Set of tasks:
a) Quote the qualification article word for word from "The 2015 AFC U-16 Women's Championship qualification" to "into four groups.", including both.
b) For each statement below, say whether it agrees with the qualification article, and give yes or no with the deciding words from the article quoted exactly: (i) The draw for the qualifiers took place in Bahrain. (ii) A player born on 1 January 1999 was eligible to compete. (iii) The West Zone entrants were split into two groups of six teams.
c) Carry on writing the qualification article, beginning right after its last sentence.

Extracted text start

2015 AFC U-16 Women's Championship qualification

Tournament details
- Host countries: Bahrain (Group A) Bangladesh (Group B) Malaysia (Groups C and D)
- Dates: 4 October – 25 December 2014
- Teams: 21 (from 1 confederation)

Tournament statistics
- Matches played: 24
- Goals scored: 154 (6.42 per match)
- Attendance: 7,250 (302 per match)
- Top scorer: Liang Kai-jou (10 goals)

= 2015 AFC U-16 Women's Championship qualification =

The 2015 AFC U-16 Women's Championship qualification was a women's under-16 football competition which decided the participating teams of the 2015 AFC U-16 Women's Championship. Players born between 1 January 1999 and 31 December 2001 were eligible to compete in the tournament.

A total of eight teams qualified to play in the final tournament, including Japan, North Korea, China PR (hosts), and Thailand, who qualified directly as the top four finishers of the 2013 AFC U-16 Women's Championship.

The top two teams of the final tournament qualified for the 2016 FIFA U-17 Women's World Cup in Jordan (besides Jordan who qualified automatically as hosts).

==Draw==
The draw for the qualifiers was held on 17 June 2014 at the AFC House in Kuala Lumpur. A total of 21 AFC member national teams entered the qualifying stage and were drawn into four groups.
- West Zone had 12 entrants from Central Asia, South Asia and West Asia, where they were drawn into two groups of six teams.
- East Zone had 9 entrants from ASEAN and East Asia (excluding direct qualifiers Japan, North Korea, China, and Thailand), where they were drawn into one group of five teams and one group of four teams.

The teams were seeded according to their performance in the previous season in 2013.

Extracted text end
Material supplied start

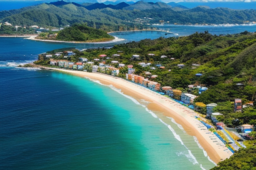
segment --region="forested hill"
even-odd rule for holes
[[[60,31],[56,40],[65,41],[103,42],[114,39],[114,37],[103,31],[87,26],[85,24],[75,24]]]
[[[142,1],[132,5],[123,3],[112,6],[99,3],[85,6],[58,1],[1,11],[0,22],[8,21],[13,25],[36,25],[42,27],[59,27],[86,22],[91,27],[95,23],[97,28],[116,31],[120,26],[134,27],[136,24],[156,23],[160,20],[178,24],[241,24],[246,21],[256,21],[255,10],[200,7],[188,9],[181,7],[172,7],[163,3]],[[137,18],[152,19],[140,23],[136,20]]]

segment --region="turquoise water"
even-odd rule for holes
[[[171,120],[112,87],[47,71],[2,68],[0,73],[1,169],[214,166]]]
[[[39,53],[86,46],[0,38],[0,169],[214,166],[193,136],[145,101],[84,78],[15,67]]]

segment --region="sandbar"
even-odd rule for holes
[[[216,137],[211,139],[212,136],[216,136],[195,118],[195,116],[200,116],[198,113],[169,98],[122,78],[102,73],[44,68],[98,80],[106,85],[112,85],[138,101],[144,100],[150,102],[148,106],[148,109],[172,117],[188,134],[196,136],[208,155],[216,163],[229,158],[233,154],[220,139]]]
[[[114,36],[115,37],[115,39],[113,39],[111,41],[103,42],[79,42],[77,41],[57,41],[57,40],[48,40],[46,39],[36,39],[35,38],[36,36],[32,36],[30,37],[27,38],[25,39],[31,39],[32,40],[36,40],[36,41],[45,41],[48,42],[65,42],[65,43],[82,43],[82,44],[104,44],[104,43],[111,43],[111,42],[115,42],[118,41],[123,41],[124,40],[124,39],[119,39],[117,37]]]

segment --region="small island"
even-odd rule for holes
[[[75,23],[66,27],[57,33],[41,33],[36,39],[80,42],[96,42],[109,41],[115,39],[106,32],[92,28],[85,24]]]

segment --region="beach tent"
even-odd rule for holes
[[[200,73],[197,73],[196,74],[196,76],[198,76],[198,77],[202,76],[202,75],[203,75],[203,74],[202,74]]]
[[[160,67],[162,66],[162,65],[161,64],[157,64],[156,65],[156,66],[157,67]]]
[[[180,100],[180,97],[181,96],[181,93],[182,92],[180,90],[177,90],[175,89],[172,90],[172,93],[173,94],[173,98],[174,99]]]
[[[253,126],[248,124],[243,124],[241,126],[242,132],[249,133],[253,130]]]
[[[195,104],[196,106],[200,107],[201,108],[204,108],[206,107],[206,105],[204,103],[202,102],[196,102]]]
[[[220,116],[220,115],[223,115],[220,113],[218,112],[212,113],[212,116]]]
[[[213,108],[217,106],[218,104],[216,103],[211,103],[206,105],[206,116],[210,116],[213,112]]]
[[[183,68],[184,66],[185,66],[184,65],[184,64],[178,64],[178,65],[177,65],[177,66],[178,66],[178,67],[180,68]]]

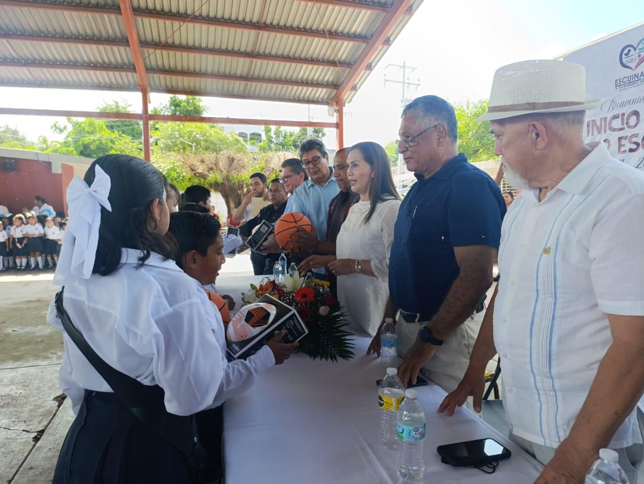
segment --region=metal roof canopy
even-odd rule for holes
[[[0,114],[335,127],[422,0],[0,0],[0,87],[140,91],[142,113]],[[149,93],[327,105],[336,123],[150,115]]]

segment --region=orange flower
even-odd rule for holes
[[[300,288],[295,292],[293,299],[296,302],[312,302],[316,300],[316,292],[311,288]]]
[[[269,281],[266,284],[260,284],[260,288],[255,291],[255,294],[258,297],[261,297],[264,294],[268,294],[271,291],[277,288],[277,284],[274,281]]]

Material supplied end

Responses per task:
a)
The 2015 AFC U-16 Women's Championship qualification was a women's under-16 football competition which decided the participating teams of the 2015 AFC U-16 Women's Championship. Players born between 1 January 1999 and 31 December 2001 were eligible to compete in the tournament.

A total of eight teams qualified to play in the final tournament, including Japan, North Korea, China PR (hosts), and Thailand, who qualified directly as the top four finishers of the 2013 AFC U-16 Women's Championship.

The top two teams of the final tournament qualified for the 2016 FIFA U-17 Women's World Cup in Jordan (besides Jordan who qualified automatically as hosts).

==Draw==
The draw for the qualifiers was held on 17 June 2014 at the AFC House in Kuala Lumpur. A total of 21 AFC member national teams entered the qualifying stage and were drawn into four groups.

b)
(i) No: "The draw for the qualifiers was held on 17 June 2014 at the AFC House in Kuala Lumpur."
(ii) Yes: "Players born between 1 January 1999 and 31 December 2001 were eligible to compete in the tournament."
(iii) Yes: "where they were drawn into two groups of six teams."

c)
|  | Pot 1 | Pot 2 | Pot 3 | Pot 4 | Pot 5 | Pot 6 |
|---|---|---|---|---|---|---|
| West Zone (Groups A–B) | Bangladesh Sri Lanka | Iran Uzbekistan | Bahrain Jordan | India Palestine | Kyrgyzstan United Arab Emirates | Qatar Tajikistan |
| East Zone (Groups C–D) | Australia Chinese Taipei | South Korea Myanmar | Hong Kong Philippines | Cambodia Northern Mariana^{1} | Vietnam |  |

Did not enter
| West Zone | Afghanistan Bhutan Iraq Kuwait Lebanon Maldives Nepal Oman Pakistan Saudi Arabia Syria Turkmenistan Yemen |
| East Zone | Brunei Guam Indonesia Laos Macau Malaysia Mongolia Singapore Timor-Leste |

- Notes
^{1} Non-FIFA member, ineligible for World Cup.

==Format==
In each group, teams played each other once at a centralised venue. The four group winners qualified for the final tournament.

===Tiebreakers===
The teams were ranked according to points (3 points for a win, 1 point for a draw, 0 points for a loss). If tied on points, tiebreakers would be applied in the following order:
1. Greater number of points obtained in the group matches between the teams concerned;
2. Goal difference resulting from the group matches between the teams concerned;
3. Greater number of goals scored in the group matches between the teams concerned;
4. Goal difference in all the group matches;
5. Greater number of goals scored in all the group matches;
6. Penalty shoot-out if only two teams are involved and they are both on the field of play;
7. Fewer score calculated according to the number of yellow and red cards received in the group matches (1 point for a single yellow card, 3 points for a red card as a consequence of two yellow cards, 3 points for a direct red card, 4 points for a yellow card followed by a direct red card);
8. Drawing of lots.

==Groups==
The matches were played between 4–8 October 2014 for Group C; 5–9 October 2014 for Group D; 15–23 October 2014 for Group B; 22–25 December 2014 for Group A.

===Group A===
- All matches were initially to be held in Palestine, but were postponed.
- After the withdrawal of four teams, the two remaining teams played two matches against each other, both held in Bahrain.
- Times listed were UTC+3.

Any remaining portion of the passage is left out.